──────── INPUT RECORDS

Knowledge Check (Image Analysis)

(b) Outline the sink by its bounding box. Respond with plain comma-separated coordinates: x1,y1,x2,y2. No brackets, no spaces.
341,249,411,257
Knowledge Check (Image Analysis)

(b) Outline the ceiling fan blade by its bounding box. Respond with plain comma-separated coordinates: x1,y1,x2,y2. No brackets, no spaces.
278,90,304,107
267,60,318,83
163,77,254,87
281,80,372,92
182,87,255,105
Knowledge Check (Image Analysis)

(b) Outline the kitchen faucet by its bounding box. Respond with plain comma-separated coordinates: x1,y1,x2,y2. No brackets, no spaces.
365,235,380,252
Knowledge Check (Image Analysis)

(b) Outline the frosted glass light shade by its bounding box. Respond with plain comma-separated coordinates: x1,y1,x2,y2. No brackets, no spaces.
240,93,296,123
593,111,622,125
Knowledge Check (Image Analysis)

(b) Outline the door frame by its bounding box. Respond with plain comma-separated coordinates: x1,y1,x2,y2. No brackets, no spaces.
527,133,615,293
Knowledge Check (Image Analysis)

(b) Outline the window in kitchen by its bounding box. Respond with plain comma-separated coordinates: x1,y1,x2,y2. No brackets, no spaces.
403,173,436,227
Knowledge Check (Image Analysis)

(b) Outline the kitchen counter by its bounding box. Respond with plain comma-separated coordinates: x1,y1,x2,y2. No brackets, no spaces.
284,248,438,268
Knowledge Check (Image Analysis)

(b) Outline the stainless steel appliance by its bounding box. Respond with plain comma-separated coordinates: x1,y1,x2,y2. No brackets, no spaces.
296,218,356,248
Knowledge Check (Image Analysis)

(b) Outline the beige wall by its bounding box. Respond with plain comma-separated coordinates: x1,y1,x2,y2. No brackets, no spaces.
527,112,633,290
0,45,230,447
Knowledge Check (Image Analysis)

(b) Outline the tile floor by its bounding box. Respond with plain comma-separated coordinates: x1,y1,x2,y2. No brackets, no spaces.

────────────────
──────── INPUT RECORDS

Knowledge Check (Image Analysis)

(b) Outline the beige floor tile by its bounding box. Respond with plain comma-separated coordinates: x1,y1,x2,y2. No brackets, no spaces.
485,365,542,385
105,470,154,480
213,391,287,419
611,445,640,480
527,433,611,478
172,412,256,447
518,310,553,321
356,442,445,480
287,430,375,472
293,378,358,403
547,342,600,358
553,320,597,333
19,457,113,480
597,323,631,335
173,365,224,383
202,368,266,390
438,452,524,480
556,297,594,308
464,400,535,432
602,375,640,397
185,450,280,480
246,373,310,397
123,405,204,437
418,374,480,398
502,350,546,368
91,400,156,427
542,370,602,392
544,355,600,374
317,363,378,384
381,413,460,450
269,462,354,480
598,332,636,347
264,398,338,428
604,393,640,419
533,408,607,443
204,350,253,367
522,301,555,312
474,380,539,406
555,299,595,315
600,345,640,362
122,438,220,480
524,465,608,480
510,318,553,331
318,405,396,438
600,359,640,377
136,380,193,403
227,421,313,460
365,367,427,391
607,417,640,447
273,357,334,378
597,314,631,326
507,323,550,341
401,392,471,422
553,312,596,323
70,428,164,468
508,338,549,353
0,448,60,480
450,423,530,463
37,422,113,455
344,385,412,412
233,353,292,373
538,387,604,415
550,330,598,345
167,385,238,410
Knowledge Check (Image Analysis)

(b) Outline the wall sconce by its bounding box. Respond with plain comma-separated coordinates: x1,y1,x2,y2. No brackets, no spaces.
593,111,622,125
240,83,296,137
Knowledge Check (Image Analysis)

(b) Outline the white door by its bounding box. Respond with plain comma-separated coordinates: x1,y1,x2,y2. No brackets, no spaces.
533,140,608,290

────────────────

TO BE DONE
Tally the lines of the data above that contain the word "beige". Give only the number.

OUTPUT OF THE TASK
2